• **EXTRACT**
I’ve bashed bad science reporting in the mainstream media, so to be fair I should also praise good science reporting when I see it (and for yet another example of atrocious science reporting, see this post by PZ about one more breathless “this changes everything” story full of nonsense). So today, I come to praise Kenneth Chang, not to bury him, for this New York Times article on a recent paper in Science about reconstructing the precise mutational path that transformed one ancient protein with one function into another protein with a different function. I’ll post a long excerpt below the fold that explains the research and its implications well:
In work published last year, Dr. Thornton reported how his group reconstructed an ancestral protein of two hormone receptors found in humans. The two, once identical, diverged along different evolutionary paths. One is now part of the stress response system; the other is involved in different biological processes, including kidney function in many animals.
In the new study, the researchers determined the exact positions of more than 2,000 atoms in the ancestral hormone receptor. The receptor existed in animals that lived more than 440 million years ago, before the last common ancestor of people and sharks. Then the researchers examined what occurred during the next 20 million years — before another split of the evolutionary tree that led to bony fish. “That’s the ancestor of you and a salmon,” Dr. Thornton said.
In that time, one hormone receptor changed so that it bound most strongly to cortisol, a stress hormone. Bony fish and people have this version, called a glucocorticoid receptor. Sharks do not.
Of the glucocorticoid receptors that have been looked at in different species, five specific mutations are always present and distinguish them from the ancestral receptor. When the scientists introduced the five changes into the ancestral protein, they expected that it would be transformed into a glucocorticoid receptor.
Instead, the protein broke, unable to bind to any hormone.
On further investigation, the scientists found that two other mutations, which had negligible effects by themselves, strengthened some of the protein’s folds so it could withstand the other five mutations. The researchers were also able to show several sequences in which the seven mutations could have occurred without the protein’s functionality ever deteriorating.
Biologists often point out that evolution does not proceed through random chance. Rather, the process of natural selection — survival of the fittest — ruthlessly weeds out mutations detrimental to the survival of a species.
But the findings of Dr. Thornton and his colleagues show that some aspects of evolution do occur solely by chance. The two mutations that reinforced the protein did not directly help the organism. So natural selection did not particularly favor them. It was only by chance that they occurred and persisted to set the groundwork for the other mutations.
For those with access to Science, you can find the full paper here. It’s quite an interesting bit of research, the kind of painstaking investigative work that really helps our understanding of evolutionary processes and how they work.

• **INPUT DATA**
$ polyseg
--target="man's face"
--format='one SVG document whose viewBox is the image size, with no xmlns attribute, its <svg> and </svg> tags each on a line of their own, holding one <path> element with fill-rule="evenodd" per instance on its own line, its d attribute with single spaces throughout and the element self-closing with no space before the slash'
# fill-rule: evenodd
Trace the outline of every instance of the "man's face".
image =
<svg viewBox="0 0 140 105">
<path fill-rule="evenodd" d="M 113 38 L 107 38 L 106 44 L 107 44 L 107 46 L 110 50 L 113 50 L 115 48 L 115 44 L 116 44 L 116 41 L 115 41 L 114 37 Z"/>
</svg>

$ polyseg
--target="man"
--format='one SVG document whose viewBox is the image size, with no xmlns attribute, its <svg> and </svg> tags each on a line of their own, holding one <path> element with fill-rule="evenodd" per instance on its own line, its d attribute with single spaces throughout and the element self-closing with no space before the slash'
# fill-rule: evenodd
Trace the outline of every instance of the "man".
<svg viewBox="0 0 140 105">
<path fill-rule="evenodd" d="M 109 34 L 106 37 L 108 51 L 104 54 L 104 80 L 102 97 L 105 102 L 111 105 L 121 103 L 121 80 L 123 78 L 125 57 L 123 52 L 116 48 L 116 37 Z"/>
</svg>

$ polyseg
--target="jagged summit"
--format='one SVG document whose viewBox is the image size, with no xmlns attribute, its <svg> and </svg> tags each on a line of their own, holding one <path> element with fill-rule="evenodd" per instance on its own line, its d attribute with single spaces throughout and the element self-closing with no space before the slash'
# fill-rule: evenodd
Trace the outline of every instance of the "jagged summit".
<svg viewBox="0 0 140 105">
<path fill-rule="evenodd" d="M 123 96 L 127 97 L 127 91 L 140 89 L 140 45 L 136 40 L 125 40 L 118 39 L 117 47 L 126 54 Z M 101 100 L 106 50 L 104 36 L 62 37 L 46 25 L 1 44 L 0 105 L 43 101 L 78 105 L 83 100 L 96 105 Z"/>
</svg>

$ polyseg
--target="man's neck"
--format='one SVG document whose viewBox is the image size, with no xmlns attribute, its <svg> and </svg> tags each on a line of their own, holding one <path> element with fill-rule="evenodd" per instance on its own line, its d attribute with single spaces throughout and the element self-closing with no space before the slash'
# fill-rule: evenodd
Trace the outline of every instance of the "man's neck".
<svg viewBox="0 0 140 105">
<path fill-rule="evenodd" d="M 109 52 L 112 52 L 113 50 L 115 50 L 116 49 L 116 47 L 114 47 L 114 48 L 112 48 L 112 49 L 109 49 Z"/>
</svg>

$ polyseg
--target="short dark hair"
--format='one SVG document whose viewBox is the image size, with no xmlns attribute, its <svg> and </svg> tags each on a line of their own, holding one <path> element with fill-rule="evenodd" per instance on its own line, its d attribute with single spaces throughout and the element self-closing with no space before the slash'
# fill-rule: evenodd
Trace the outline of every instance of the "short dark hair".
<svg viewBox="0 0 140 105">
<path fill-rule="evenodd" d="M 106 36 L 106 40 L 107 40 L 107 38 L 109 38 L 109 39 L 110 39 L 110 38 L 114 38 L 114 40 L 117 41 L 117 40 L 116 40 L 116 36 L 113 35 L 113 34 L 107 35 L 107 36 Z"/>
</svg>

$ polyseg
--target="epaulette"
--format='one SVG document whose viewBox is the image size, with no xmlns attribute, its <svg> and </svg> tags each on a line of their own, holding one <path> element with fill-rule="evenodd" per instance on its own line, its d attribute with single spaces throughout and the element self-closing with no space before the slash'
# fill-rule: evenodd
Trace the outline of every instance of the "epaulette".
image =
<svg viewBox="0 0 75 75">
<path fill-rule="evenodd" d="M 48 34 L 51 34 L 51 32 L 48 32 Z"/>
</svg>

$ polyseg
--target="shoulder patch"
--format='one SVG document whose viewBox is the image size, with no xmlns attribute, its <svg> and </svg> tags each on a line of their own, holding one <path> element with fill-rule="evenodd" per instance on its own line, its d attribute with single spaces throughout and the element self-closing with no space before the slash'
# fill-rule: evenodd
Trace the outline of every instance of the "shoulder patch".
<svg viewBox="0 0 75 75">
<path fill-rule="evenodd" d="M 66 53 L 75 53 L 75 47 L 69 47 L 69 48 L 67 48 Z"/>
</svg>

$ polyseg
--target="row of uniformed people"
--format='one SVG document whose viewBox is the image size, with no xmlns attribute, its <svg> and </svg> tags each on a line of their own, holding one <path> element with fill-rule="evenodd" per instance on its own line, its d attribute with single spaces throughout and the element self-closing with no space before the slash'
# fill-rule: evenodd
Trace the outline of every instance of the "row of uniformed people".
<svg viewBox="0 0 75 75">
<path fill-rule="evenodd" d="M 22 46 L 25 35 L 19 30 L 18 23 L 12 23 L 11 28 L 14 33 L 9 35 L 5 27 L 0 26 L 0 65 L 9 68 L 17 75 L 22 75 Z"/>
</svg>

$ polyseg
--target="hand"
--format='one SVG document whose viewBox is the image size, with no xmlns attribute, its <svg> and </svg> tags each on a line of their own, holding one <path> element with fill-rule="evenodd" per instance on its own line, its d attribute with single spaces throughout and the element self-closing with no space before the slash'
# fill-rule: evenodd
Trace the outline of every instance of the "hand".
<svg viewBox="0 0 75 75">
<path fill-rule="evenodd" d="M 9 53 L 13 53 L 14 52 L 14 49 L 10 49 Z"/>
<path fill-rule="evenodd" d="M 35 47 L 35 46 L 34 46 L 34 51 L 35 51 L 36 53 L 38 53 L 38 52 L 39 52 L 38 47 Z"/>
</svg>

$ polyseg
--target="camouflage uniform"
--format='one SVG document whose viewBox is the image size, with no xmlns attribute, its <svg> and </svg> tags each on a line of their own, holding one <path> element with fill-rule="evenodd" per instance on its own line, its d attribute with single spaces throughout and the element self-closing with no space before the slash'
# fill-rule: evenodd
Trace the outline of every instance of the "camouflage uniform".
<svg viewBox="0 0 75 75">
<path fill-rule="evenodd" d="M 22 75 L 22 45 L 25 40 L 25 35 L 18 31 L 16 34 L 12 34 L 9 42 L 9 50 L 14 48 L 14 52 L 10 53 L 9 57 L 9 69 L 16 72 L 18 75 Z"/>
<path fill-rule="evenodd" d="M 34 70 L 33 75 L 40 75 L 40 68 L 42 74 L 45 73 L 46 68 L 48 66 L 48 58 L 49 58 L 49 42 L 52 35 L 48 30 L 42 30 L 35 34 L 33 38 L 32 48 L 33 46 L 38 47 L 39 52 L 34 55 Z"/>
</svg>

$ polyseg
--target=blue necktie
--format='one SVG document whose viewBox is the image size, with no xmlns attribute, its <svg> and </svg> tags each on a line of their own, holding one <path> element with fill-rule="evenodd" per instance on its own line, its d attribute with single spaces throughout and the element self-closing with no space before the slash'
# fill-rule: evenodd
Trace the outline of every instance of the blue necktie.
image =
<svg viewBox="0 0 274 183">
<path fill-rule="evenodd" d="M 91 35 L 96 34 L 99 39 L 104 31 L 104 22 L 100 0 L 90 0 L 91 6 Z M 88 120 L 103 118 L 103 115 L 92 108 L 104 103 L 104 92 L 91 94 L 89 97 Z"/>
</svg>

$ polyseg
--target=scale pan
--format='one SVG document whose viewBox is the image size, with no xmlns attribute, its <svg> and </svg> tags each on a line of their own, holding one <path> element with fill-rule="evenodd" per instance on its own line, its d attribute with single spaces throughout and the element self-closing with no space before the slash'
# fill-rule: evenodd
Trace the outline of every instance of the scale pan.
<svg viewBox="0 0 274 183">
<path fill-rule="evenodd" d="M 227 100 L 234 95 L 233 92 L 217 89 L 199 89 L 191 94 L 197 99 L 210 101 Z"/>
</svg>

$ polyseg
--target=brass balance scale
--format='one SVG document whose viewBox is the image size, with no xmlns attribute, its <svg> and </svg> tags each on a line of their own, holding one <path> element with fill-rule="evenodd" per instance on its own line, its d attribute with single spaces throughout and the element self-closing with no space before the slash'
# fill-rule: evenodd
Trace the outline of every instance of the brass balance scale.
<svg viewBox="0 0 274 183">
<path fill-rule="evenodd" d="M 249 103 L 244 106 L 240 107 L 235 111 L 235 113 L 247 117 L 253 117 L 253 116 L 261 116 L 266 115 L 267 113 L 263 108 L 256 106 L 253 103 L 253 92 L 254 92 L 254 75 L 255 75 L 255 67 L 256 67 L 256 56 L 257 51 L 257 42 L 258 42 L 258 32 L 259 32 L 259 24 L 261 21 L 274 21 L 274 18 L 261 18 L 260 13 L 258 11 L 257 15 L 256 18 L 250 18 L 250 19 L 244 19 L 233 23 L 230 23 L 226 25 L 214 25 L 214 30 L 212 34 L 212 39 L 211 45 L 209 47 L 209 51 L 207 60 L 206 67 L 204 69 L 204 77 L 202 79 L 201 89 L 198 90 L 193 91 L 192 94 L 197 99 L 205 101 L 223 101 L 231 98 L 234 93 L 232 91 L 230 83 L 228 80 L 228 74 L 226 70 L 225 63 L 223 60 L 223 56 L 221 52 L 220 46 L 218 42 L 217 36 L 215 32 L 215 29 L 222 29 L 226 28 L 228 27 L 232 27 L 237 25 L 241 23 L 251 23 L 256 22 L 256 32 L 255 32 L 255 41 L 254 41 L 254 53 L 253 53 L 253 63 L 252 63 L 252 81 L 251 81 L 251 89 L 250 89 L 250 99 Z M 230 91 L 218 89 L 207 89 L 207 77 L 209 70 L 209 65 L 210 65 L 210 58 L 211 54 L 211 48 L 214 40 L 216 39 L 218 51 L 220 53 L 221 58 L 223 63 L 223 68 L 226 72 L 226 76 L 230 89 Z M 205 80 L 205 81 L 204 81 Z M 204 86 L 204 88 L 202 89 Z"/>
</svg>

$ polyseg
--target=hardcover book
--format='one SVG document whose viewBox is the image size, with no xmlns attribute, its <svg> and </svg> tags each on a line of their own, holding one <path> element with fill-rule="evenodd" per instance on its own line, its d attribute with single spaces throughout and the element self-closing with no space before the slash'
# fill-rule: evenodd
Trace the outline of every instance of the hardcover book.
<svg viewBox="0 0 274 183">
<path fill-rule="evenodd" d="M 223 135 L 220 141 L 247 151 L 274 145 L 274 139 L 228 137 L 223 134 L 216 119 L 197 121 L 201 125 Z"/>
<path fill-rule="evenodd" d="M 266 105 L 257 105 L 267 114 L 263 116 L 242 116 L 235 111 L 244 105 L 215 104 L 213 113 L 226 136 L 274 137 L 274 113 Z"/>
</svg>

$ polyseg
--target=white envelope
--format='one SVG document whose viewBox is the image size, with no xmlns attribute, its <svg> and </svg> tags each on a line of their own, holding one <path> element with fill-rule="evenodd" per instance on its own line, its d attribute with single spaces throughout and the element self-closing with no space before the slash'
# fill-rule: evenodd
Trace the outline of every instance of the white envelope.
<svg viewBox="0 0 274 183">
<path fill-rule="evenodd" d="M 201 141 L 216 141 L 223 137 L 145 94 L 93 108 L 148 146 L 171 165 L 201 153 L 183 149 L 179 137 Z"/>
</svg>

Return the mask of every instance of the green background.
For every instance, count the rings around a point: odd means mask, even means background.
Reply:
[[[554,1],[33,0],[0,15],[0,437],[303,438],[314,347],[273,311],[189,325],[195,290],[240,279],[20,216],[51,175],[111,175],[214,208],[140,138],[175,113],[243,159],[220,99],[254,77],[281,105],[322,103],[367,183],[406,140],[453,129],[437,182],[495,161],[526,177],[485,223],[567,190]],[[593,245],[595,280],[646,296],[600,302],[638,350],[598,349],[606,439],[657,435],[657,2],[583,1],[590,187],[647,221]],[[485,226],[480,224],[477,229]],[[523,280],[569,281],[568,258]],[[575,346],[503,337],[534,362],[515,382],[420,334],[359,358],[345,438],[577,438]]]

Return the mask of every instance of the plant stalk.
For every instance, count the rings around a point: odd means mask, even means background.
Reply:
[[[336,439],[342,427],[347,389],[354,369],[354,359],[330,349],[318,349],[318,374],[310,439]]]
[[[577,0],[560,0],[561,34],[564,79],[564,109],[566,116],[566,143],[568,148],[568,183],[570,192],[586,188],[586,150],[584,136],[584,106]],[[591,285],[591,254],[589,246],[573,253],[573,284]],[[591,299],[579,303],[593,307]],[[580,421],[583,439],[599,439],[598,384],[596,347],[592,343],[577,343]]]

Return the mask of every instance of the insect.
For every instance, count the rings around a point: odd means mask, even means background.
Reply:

• **WHAT TO PRODUCE**
Reproduce verbatim the part of the post on the ancestral hormone receptor from "Of the glucocorticoid" to "into a glucocorticoid receptor.".

• **RESPONSE TO THE EXERCISE**
Of the glucocorticoid receptors that have been looked at in different species, five specific mutations are always present and distinguish them from the ancestral receptor. When the scientists introduced the five changes into the ancestral protein, they expected that it would be transformed into a glucocorticoid receptor.